The problem :: Provide the data again in its entirety, exactly as given.
◇ ◇ ◇
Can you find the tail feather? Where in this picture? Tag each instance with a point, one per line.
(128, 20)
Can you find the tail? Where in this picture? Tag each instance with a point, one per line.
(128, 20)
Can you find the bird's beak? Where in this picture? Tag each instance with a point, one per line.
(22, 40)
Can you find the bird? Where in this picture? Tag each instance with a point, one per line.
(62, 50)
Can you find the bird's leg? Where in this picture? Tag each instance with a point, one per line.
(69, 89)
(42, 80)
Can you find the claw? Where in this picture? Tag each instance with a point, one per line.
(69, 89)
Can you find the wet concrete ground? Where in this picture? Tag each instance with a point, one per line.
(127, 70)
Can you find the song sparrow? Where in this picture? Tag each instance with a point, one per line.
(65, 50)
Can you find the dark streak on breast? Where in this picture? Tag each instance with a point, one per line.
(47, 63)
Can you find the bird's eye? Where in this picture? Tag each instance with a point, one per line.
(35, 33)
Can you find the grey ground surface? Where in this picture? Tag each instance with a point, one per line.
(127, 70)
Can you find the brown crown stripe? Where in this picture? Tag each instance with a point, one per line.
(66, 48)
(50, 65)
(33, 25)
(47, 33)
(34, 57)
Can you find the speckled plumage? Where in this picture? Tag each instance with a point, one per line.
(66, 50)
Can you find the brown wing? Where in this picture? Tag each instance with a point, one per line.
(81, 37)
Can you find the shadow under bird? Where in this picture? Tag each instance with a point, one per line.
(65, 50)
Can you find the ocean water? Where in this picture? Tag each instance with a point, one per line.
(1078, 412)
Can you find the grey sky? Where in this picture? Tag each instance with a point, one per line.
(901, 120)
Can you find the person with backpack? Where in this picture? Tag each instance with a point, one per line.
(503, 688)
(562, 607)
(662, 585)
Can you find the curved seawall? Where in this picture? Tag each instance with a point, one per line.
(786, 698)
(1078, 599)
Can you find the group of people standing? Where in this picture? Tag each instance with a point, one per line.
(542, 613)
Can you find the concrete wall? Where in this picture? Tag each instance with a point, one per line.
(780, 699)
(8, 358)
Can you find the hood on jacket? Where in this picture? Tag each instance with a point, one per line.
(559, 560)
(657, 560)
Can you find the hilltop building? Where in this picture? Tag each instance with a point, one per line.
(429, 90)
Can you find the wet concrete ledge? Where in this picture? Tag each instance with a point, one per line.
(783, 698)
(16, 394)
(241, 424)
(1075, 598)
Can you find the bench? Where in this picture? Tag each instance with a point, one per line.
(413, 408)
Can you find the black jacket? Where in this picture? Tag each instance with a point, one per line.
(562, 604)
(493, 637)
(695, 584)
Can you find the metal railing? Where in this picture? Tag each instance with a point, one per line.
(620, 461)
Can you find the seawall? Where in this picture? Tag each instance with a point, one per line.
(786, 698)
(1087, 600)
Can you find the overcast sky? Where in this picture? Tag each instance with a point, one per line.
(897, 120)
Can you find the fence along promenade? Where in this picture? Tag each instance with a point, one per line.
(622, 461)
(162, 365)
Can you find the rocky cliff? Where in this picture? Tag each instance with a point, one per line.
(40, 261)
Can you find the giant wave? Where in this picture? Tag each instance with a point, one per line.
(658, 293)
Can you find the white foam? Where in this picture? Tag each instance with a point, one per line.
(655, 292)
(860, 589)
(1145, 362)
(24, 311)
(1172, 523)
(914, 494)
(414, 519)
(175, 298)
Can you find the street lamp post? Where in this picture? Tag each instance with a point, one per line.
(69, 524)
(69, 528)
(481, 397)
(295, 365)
◇ ◇ ◇
Response ::
Can you find the tail feather? Where in this picture? Tag each instance with a point, one per line.
(128, 20)
Can you find the tail? Where in this picture? Tag each instance with a point, one per line.
(128, 20)
Can you find the bird's beak? Where in this picture? Tag each instance with a point, one per line.
(22, 40)
Can you find the bird? Where in this picture? Tag each instance with a point, one per line.
(62, 50)
Can you find the bird's leg? Where in this picture? Tag each instance with a point, one per line.
(69, 89)
(42, 80)
Can you find the claw? Where in this picture? Tag each instance with a point, one per line.
(69, 89)
Can you find the wet concrete ground? Where in this picture? Tag each instance with a point, one per line.
(127, 70)
Can you find the song sparrow? Where in this picture? Tag each instance with a point, one per line.
(65, 50)
Can you find the dark streak on breast? Where in this picture? Tag each instance with a point, one per line.
(47, 63)
Can you find the bird's eye? Where in this picture? Tag each instance with a point, one per line.
(35, 33)
Can you find the grey ground surface? Where in this picture? Tag each instance with a point, one per line.
(127, 70)
Can you find the brown crown stripe? Where in this picture? Tag each instance with a point, one per line.
(66, 48)
(50, 65)
(33, 25)
(47, 33)
(34, 57)
Can you find the speckled plumage? Where in this picture? Tag each instance with a point, one per line.
(66, 50)
Can you find the brown wing? Where in this picture? Tag each instance with a point, one per line.
(81, 37)
Can you find the shadow under bird? Where in this picture? Tag each instance with a point, one per line.
(65, 50)
Can you find the ocean water? Where in this picture? Tag each instance with a point, one per line.
(1078, 412)
Can you find the grey sky? Where in this picture? Tag each instance with a point, one per line.
(901, 120)
Can you find the person with backpack? Where in this picture? Tag each instance with a point, one per line.
(503, 688)
(562, 607)
(662, 585)
Can you find the curved seawall? Where in this picture? Tag each instance with a point, one per line.
(786, 698)
(1078, 599)
Can you find the group of people standing? Where in this picture? Tag each instance with a point, one per line.
(542, 613)
Can you find the concrete wall? Where in this picture? Tag each instance with a point, one per line.
(780, 699)
(8, 358)
Can you find the hood on jacket? Where in this picture? Tag each instance with a point, one per line.
(559, 560)
(657, 560)
Can you find the hilltop building? Where in this picture? Tag each instance with a point, one per line.
(429, 90)
Can you find the wet concrete ledge? Where in this picture? Tag each instance with a point, one per line.
(783, 698)
(16, 394)
(241, 424)
(1075, 598)
Can you find the bench? Where in this picture? Tag each instance with a point, one per line.
(413, 408)
Can you find the black jacket? Where in this picture? Tag each instance with a point, one per line.
(562, 604)
(493, 637)
(695, 584)
Can you find the metal railing? Where in this picture? Tag each instance with a point, one per line.
(620, 461)
Can you find the seawall? Where in this picture? Tag each instance with a point, one per line.
(786, 698)
(1087, 600)
Can you find the overcast sky? Where in this picture? Tag each instance with a point, one per line.
(897, 120)
Can you find the fence along promenade? Where in this picture? Tag each instance with a point, one per line.
(622, 461)
(162, 365)
Can you find the rocky cliff? Where in this picture? Tag each instance with a point, one per line.
(40, 261)
Can you find the giant wave? Where in this picture? Tag each instance with a point, one per line.
(658, 293)
Can you find the white foam? Where in this picture? Tag each instance with a point, one per line.
(655, 292)
(860, 589)
(1145, 362)
(24, 311)
(1172, 523)
(914, 494)
(414, 519)
(175, 298)
Can you find the street lamp post? Where in this picture? Tag each instance with a point, one per line.
(69, 524)
(69, 528)
(481, 397)
(295, 365)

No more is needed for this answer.